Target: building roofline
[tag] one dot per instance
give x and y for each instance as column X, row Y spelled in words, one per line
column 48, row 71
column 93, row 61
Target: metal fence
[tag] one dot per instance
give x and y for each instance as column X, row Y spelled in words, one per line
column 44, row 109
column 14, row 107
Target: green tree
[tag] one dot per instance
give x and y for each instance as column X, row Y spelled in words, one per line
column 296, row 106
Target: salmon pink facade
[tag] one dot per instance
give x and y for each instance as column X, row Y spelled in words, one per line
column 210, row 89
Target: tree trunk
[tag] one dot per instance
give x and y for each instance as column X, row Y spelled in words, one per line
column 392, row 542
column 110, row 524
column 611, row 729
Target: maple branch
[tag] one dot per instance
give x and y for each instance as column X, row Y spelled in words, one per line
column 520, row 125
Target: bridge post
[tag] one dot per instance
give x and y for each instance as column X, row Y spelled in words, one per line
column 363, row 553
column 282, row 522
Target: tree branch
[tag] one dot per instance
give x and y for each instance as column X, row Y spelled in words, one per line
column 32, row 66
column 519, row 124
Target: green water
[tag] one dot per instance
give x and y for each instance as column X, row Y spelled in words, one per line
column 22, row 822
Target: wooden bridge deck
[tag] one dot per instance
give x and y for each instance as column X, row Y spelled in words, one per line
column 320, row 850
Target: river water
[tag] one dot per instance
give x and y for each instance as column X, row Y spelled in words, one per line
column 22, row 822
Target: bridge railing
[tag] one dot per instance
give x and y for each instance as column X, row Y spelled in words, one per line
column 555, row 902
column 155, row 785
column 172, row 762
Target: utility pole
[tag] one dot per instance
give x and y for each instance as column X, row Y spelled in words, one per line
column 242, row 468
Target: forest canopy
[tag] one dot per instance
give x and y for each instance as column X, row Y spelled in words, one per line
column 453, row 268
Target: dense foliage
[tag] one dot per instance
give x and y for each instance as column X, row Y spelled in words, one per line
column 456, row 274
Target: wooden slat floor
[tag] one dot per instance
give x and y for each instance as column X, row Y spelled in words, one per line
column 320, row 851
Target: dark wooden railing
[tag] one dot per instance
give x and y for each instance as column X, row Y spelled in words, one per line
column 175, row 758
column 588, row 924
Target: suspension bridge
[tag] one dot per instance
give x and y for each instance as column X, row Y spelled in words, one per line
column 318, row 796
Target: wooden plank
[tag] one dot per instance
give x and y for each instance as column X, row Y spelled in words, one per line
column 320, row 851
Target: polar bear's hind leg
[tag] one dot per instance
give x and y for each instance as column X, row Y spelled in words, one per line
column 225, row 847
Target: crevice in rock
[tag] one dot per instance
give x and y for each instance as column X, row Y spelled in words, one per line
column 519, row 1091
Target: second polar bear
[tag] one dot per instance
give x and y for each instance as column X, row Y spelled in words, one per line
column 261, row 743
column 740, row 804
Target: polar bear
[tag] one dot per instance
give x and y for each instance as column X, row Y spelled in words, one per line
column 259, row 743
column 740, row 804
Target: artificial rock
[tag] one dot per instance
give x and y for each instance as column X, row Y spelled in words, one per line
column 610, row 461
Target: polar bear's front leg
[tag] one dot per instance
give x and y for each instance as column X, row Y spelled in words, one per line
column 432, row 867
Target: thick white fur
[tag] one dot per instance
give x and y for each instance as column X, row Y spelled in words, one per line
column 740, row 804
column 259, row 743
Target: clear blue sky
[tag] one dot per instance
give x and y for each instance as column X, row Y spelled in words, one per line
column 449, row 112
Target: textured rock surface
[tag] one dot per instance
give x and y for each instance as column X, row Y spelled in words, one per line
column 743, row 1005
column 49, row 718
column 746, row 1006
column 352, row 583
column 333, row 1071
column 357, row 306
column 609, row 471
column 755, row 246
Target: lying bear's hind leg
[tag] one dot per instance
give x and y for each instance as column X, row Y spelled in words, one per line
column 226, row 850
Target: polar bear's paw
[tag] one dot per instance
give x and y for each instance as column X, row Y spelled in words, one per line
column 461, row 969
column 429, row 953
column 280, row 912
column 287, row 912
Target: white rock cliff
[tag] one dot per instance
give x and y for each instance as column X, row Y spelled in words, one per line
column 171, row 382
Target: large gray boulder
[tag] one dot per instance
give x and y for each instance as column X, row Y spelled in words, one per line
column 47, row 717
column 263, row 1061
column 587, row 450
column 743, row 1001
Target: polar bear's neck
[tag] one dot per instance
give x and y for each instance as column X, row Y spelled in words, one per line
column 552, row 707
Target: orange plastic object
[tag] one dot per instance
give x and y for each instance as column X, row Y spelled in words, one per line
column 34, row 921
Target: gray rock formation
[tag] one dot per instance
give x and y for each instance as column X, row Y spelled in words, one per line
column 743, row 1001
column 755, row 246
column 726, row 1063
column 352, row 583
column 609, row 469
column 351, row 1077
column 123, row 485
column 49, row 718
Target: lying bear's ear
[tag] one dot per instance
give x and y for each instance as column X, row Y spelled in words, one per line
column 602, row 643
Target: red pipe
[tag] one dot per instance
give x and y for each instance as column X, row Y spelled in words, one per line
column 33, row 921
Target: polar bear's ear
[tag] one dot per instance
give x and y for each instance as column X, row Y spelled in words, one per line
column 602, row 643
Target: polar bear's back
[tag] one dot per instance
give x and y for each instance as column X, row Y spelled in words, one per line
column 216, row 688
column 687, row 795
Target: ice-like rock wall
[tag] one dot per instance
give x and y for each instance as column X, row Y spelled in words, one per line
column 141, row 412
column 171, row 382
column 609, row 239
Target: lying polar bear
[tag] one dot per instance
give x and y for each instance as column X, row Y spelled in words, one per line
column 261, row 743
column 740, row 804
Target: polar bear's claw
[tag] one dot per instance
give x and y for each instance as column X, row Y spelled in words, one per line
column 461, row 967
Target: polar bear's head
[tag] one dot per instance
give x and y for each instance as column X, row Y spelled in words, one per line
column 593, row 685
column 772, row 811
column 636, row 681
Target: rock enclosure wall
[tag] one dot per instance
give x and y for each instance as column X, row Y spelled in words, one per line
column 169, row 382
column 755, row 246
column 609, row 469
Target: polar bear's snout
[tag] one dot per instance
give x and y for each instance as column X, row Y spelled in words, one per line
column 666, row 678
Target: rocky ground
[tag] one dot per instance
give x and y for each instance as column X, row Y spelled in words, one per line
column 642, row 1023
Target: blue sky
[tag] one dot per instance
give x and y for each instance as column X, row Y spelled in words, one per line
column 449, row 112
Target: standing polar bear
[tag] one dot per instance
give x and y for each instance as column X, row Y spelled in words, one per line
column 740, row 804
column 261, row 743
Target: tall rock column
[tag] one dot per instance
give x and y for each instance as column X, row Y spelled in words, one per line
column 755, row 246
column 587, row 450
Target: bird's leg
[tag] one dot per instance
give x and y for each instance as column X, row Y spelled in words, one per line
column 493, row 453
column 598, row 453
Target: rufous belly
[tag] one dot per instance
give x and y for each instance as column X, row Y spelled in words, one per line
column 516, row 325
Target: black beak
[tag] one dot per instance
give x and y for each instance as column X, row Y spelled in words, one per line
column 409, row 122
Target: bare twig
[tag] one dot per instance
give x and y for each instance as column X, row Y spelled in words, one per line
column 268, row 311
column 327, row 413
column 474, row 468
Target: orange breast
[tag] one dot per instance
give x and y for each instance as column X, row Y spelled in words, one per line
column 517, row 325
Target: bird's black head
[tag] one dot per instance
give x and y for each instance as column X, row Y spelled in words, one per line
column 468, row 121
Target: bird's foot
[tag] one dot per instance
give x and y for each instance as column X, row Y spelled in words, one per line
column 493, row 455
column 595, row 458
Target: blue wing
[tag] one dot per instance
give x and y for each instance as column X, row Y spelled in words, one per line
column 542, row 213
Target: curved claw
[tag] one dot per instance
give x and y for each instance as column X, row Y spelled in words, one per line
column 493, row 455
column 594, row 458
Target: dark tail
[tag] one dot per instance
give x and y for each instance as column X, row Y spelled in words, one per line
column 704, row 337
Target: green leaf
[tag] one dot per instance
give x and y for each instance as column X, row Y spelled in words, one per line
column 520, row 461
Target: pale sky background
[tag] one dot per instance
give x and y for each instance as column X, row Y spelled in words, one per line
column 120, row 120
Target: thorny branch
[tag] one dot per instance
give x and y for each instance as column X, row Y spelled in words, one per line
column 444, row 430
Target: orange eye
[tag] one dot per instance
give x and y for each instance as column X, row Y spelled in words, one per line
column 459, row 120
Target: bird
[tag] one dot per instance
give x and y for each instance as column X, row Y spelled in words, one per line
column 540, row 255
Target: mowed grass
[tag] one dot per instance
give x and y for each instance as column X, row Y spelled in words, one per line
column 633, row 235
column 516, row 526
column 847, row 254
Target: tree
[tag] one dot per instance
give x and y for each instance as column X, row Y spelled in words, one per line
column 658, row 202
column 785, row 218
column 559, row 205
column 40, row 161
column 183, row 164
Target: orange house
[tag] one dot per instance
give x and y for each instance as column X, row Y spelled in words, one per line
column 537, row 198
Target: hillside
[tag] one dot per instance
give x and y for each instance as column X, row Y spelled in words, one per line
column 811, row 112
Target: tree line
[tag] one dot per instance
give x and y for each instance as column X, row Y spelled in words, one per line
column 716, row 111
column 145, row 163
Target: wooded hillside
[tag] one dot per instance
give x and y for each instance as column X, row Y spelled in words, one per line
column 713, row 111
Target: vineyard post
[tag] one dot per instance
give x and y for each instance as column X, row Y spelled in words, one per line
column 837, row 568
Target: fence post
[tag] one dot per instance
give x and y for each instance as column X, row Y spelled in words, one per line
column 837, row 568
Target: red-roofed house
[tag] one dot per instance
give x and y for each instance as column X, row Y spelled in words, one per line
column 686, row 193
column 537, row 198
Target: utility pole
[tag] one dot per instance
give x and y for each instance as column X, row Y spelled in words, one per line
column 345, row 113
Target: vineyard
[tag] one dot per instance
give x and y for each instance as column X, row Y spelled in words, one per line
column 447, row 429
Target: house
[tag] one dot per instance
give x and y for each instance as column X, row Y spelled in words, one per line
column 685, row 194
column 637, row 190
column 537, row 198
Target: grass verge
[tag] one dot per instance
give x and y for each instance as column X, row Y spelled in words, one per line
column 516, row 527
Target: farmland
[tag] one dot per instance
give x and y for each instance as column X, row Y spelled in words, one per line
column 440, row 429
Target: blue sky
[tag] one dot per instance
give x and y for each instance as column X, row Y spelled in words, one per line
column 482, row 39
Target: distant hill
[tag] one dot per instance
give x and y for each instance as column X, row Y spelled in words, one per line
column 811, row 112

What needs to be done.
Scan the material above. Extract every line in which the word "water" occurs.

Problem solution.
Target: green water
Target: river water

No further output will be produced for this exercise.